Exercise requirements:
Reproduce the records that follow in full, excluding any picture they contain.

The records:
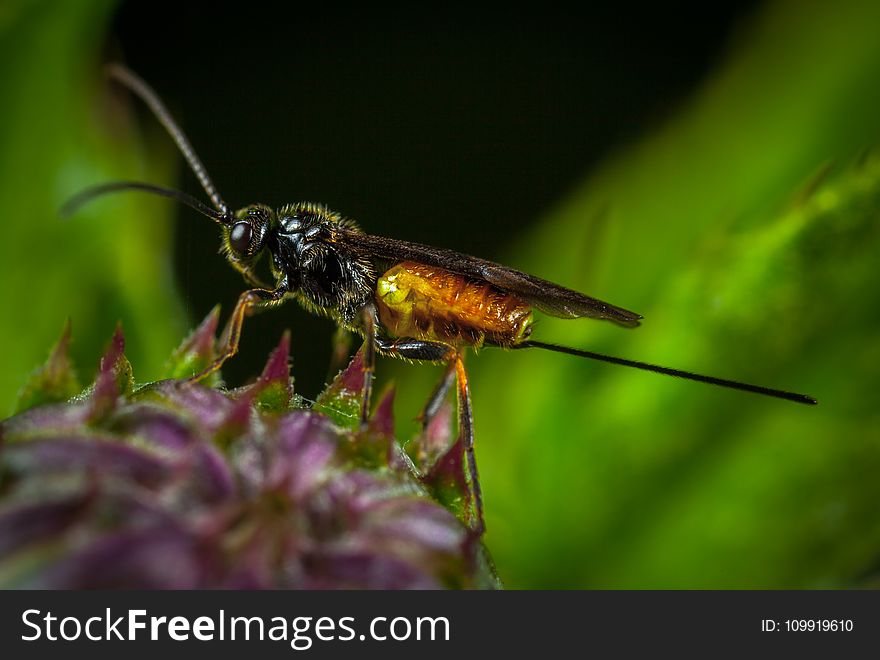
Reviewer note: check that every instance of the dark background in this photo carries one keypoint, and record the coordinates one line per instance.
(452, 127)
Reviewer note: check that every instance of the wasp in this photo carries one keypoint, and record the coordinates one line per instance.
(405, 300)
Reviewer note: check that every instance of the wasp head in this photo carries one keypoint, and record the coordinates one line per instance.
(246, 233)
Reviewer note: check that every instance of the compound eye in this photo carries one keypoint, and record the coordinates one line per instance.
(240, 238)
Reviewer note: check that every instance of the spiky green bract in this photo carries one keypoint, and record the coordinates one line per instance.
(175, 484)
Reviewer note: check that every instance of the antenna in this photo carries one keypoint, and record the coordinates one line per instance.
(149, 96)
(72, 205)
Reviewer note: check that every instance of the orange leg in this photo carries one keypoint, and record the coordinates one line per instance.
(415, 349)
(248, 302)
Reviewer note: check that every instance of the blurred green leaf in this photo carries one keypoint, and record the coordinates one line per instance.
(746, 267)
(64, 128)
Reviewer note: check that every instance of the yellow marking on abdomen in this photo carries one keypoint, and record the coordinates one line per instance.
(425, 302)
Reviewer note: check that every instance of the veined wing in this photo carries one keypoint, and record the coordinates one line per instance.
(546, 296)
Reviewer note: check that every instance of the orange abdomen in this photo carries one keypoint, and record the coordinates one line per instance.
(425, 302)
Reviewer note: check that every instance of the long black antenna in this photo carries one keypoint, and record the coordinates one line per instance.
(72, 205)
(149, 96)
(678, 373)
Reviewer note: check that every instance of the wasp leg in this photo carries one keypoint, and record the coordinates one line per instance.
(369, 363)
(248, 302)
(416, 349)
(432, 405)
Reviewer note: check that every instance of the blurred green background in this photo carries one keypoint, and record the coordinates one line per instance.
(711, 169)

Task response:
Reviewer note: check that every instance of the dark background in this photo carries one keypoint, and record the coordinates one line per instance.
(452, 127)
Reviewer note: check that every instance of the wasp in this photo carries one keypoint, and record the coordinates one line per instance.
(405, 300)
Reviewer note: check that every instance of the wasp head in this photo carries one keypoint, and record the coordinates one line per instance.
(246, 233)
Reviewer note: check that every instance of the compound eye in this photo carries one keypoint, and record the coordinates one line per instance.
(240, 238)
Reviewer note: check that every instance of the spiky green bract in this photo carries one keypoint, and record the coordinates one line per instance.
(175, 484)
Reviewer note: check that every instance of the antenna in this photo carries one keypoint, and record the coordinates one line per instance.
(149, 96)
(72, 205)
Reviewer note: check that every instance of the orange leg in this photo carries one keypoint, and record the coordinates one line per instance.
(415, 349)
(248, 302)
Reviewer note: check that every instance of the blurred green leaf in this photo carries one keypoint, and record the coordinates one line per instance.
(746, 267)
(64, 128)
Reviewer note: check that every instance of the yellow marking on abdomen in this photo carries one keypoint, and record the coordinates one line per instance.
(425, 302)
Reviewer note: check that every instance of the veined wing in this photo carries one keypoint, and record the coordinates one line per instance.
(546, 296)
Reviewer note: check that every instance of the orange abdomen in this photo carries one keypoint, and record the coordinates one line per instance.
(425, 302)
Reviewer note: check that every instance of the long black antenna in this photo carries one keypoint, and record the coordinates one line per instance.
(72, 205)
(149, 96)
(678, 373)
Reviewer note: check that every instance of the wasp leg in this photo carries one keypoint, and record the coordinates one line per instance.
(369, 363)
(248, 302)
(416, 349)
(432, 405)
Reviewer note: check that every instance of the blurred green background in this photo carries one keypoint, and record the coordinates one line per instance.
(711, 169)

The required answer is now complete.